Excerpt
Giants vs. Seahawks: 3 things to watch

Marshawn Lynch
Marshawn Lynch will be a tough tackle for the Giants on Sunday.
Credit: Getty Images

The Giants are in the midst of playing out the string, but promise to continue to play hard and for pride.

But for the visiting Seahawks (11-2), much more is at stake, as they’re currently the top seed in the conference and can lock up homefield advantage in the NFC with a victory.

Three things to watch for …

1. Strength vs. strength.

The Giants’ trio of wideouts of Victor Cruz, Hakeem Nicks and Rueben Randle will have its greatest test of the season going against the Seahawks’ “Legion of Boom” secondary. That unit, led by loquacious cornerback Richard Sherman, is arguably the most physical and talented in the league. The Giants’ wide receivers will literally be hard-pressed to make plays against the Seahawks, as they thrive on as much clutching, grabbing and rerouting as is allowed under league rules. The Seahawks are ranked first in the NFL in total defense (287.1 yards a game) and pass defense (175.6) and their 17 interceptions are tied for third in the league.

Seattle routinely plays eight men in the box, meaning their bump-and-run corners are often left on an island in man-to-man coverage. If Giants quarterback Eli Manning has time to throw, it’ll be interesting to see how much success Big Blue’s wideout corps can have.

Giants offensive coordinator Kevin Gilbride said his receivers have been itching for the chance to prove themselves all week.

“It always gives you an opportunity to test yourself, see how you fare against one of the better teams in the league and certainly one of the better defenses in the league,” Gilbride said. “Some of the things they do should give us some chances. Our guys are always clamoring for one-on-one opportunities. You’re going to get more than your fair share of one-on-one opportunities to win against some pretty good coverage and guys that play very physical. You have to fight your way through the holds and continue to battle.”

2. Let them play?

The wideout-secondary battle may be the most intriguing story on Sunday, but another important sidebar to the game will be the tone set by the game officials. The Seahawks corners are widely known for their aggressive ways, including grabbing receivers’ jerseys and nudging guys off their routes, even after the legalized 5-yard limit. Last week’s loss to the 49ers drew the ire of Sherman, who before the game boasted they were going to manhandle the 49ers’ wideouts and “force the refs to call it.” But when Seattle’s defensive backs were repeatedly flagged for penalties, it was the Seahawk players who cried foul.

“They got the benefit of a few calls throughout the game and that helps you especially on third down,” Sherman said.

On Sunday, it’ll be up to the referees to decide whether Sherman and Co. can go back to their physical ways or if the Giants’ receivers will be allowed to roam free in the secondary.

“When you see the film and you see them play, you know what type of players they are and you know that they’re going to be physical and it’s going to be a battle,” Cruz said. “You have to go in there expecting to fight — maybe not physically, but expecting for there to be a battle back and forth from a press coverage aspect and be able to fight and win your battle.”

Randle said he’s embracing that challenge and hopes the referees let them play.

Challenges
[a] Answer these questions using the Giants–Seahawks preview:
(i) What is the Seahawks' record?
(ii) Where do the Seahawks rank in the NFL in pass defense, and how many yards a game do they allow?
(iii) Who said "Our guys are always clamoring for one-on-one opportunities"?
[b] Based on the Giants–Seahawks preview, decide whether each statement is true. Answer yes or no and quote the words that settle it.
(i) The Seahawks lead the league in interceptions.
(ii) The Seahawks lost to the 49ers the previous week.
(iii) Richard Sherman plays cornerback.
[c] Translate this sentence from the Giants–Seahawks preview into Spanish: "Randle said he’s embracing that challenge and hopes the referees let them play."

Entries provided
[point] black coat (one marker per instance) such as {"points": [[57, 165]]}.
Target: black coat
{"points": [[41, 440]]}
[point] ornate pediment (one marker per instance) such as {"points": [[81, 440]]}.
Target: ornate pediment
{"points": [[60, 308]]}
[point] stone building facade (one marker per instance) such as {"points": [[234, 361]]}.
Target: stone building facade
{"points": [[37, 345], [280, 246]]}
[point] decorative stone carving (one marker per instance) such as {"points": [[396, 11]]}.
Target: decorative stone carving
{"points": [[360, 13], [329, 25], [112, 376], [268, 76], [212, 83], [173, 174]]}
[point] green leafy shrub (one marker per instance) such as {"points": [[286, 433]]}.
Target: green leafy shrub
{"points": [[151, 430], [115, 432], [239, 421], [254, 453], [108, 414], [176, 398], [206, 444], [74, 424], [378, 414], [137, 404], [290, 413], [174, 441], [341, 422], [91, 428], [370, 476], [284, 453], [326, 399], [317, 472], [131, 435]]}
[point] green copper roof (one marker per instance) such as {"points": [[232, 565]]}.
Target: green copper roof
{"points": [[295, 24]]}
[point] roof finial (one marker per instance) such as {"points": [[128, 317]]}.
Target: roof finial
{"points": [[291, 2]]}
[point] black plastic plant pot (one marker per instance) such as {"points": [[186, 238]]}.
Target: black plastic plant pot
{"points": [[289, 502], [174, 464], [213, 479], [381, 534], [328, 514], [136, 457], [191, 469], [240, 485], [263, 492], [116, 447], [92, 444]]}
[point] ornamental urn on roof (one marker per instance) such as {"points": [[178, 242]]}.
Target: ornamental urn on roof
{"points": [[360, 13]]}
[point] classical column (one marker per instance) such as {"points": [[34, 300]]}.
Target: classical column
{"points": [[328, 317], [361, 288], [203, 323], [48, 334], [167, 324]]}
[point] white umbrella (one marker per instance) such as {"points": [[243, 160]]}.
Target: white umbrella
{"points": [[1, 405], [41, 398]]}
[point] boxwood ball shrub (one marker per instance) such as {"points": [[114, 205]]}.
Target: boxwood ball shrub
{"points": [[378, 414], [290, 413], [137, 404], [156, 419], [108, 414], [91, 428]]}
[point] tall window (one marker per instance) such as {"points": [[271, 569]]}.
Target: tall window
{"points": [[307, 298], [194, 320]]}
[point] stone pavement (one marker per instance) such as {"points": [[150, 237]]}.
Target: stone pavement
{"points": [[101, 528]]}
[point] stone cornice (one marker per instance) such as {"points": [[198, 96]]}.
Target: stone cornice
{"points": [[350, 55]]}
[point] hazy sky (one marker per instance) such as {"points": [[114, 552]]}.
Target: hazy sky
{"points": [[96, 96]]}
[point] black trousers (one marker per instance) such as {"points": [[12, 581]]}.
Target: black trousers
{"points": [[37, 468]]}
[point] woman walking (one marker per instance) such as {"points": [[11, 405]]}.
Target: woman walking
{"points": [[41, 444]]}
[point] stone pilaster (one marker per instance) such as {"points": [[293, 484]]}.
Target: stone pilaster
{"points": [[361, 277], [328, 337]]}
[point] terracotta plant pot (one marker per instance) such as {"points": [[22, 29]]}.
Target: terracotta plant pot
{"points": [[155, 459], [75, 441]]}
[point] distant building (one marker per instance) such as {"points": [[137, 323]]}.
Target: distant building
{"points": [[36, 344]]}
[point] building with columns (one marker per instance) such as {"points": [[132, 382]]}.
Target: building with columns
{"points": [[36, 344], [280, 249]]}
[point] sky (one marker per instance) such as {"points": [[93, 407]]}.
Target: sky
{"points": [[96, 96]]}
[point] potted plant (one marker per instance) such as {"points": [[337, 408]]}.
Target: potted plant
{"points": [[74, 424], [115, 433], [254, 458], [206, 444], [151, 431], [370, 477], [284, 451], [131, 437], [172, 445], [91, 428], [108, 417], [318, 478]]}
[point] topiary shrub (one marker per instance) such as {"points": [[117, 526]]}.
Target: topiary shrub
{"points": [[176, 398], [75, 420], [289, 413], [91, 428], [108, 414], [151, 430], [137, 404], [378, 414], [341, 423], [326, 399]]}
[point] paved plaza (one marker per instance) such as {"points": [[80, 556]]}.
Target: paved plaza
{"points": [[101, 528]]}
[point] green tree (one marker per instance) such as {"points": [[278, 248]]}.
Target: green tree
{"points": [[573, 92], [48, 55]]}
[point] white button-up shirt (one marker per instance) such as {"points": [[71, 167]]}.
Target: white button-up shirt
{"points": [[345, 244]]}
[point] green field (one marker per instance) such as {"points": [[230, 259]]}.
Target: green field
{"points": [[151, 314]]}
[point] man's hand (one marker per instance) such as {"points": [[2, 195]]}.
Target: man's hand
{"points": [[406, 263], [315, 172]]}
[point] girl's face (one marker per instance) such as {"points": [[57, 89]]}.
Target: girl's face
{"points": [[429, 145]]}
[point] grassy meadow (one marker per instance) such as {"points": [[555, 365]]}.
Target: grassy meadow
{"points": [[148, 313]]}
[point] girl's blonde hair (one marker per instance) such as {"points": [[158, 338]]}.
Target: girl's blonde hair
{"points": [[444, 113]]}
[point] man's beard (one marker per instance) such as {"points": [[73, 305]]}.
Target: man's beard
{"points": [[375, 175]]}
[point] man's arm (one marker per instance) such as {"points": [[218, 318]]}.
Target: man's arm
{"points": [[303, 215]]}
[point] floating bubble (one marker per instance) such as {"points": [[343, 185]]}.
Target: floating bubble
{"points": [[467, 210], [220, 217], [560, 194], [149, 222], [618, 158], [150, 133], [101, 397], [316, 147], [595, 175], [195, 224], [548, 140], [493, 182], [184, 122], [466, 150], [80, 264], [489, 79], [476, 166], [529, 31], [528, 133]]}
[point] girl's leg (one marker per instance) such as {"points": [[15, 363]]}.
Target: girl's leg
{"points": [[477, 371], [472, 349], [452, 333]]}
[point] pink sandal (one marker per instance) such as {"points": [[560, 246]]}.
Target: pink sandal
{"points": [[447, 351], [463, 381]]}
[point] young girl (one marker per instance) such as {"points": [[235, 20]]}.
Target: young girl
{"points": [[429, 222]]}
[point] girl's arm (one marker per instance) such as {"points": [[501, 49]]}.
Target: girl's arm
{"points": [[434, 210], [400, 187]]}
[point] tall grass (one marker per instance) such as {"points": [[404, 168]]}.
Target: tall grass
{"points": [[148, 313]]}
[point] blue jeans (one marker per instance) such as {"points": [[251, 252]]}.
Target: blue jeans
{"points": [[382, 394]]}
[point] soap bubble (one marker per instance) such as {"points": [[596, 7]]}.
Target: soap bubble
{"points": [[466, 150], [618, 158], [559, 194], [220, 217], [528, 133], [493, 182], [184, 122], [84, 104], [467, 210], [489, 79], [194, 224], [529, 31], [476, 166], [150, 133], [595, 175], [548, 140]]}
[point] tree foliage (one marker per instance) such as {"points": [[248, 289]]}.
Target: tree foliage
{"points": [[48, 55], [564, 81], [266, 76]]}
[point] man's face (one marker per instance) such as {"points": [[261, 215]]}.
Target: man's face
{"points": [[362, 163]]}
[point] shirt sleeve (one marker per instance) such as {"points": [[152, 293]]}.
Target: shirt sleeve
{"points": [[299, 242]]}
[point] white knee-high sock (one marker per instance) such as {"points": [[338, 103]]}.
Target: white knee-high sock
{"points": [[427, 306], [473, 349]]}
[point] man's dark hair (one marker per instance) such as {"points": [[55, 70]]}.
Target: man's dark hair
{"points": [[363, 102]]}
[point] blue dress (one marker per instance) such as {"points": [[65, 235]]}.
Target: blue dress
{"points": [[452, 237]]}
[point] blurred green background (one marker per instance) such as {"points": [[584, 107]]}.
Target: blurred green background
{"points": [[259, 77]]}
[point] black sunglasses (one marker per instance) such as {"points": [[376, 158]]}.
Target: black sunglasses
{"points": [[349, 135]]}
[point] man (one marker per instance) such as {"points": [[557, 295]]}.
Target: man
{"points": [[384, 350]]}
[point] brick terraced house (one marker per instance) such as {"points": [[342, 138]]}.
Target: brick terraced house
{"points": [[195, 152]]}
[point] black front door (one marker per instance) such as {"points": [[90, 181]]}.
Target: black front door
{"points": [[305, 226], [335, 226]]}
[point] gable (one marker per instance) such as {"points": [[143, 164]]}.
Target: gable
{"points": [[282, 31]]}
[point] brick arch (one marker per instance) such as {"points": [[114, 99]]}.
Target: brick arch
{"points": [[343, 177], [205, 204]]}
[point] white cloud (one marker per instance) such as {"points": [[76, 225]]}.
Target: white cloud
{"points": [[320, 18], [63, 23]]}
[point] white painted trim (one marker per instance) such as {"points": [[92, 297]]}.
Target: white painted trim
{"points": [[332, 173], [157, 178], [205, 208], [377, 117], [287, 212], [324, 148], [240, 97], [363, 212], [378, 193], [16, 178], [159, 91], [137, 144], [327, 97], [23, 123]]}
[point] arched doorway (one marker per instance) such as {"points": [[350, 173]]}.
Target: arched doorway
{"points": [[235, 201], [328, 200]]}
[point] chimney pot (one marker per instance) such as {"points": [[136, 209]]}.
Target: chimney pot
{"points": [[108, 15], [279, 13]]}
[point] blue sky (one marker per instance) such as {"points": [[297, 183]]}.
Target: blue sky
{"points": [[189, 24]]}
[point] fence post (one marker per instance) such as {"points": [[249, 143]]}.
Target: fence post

Responses in order
[a]
(i) 11-2
(ii) First in the NFL, at 175.6 yards a game
(iii) Giants offensive coordinator Kevin Gilbride

[b]
(i) No: "their 17 interceptions are tied for third in the league"
(ii) Yes: "Last week’s loss to the 49ers drew the ire of Sherman"
(iii) Yes: "loquacious cornerback Richard Sherman"

[c] Randle dijo que está asumiendo ese desafío y que espera que los árbitros los dejen jugar.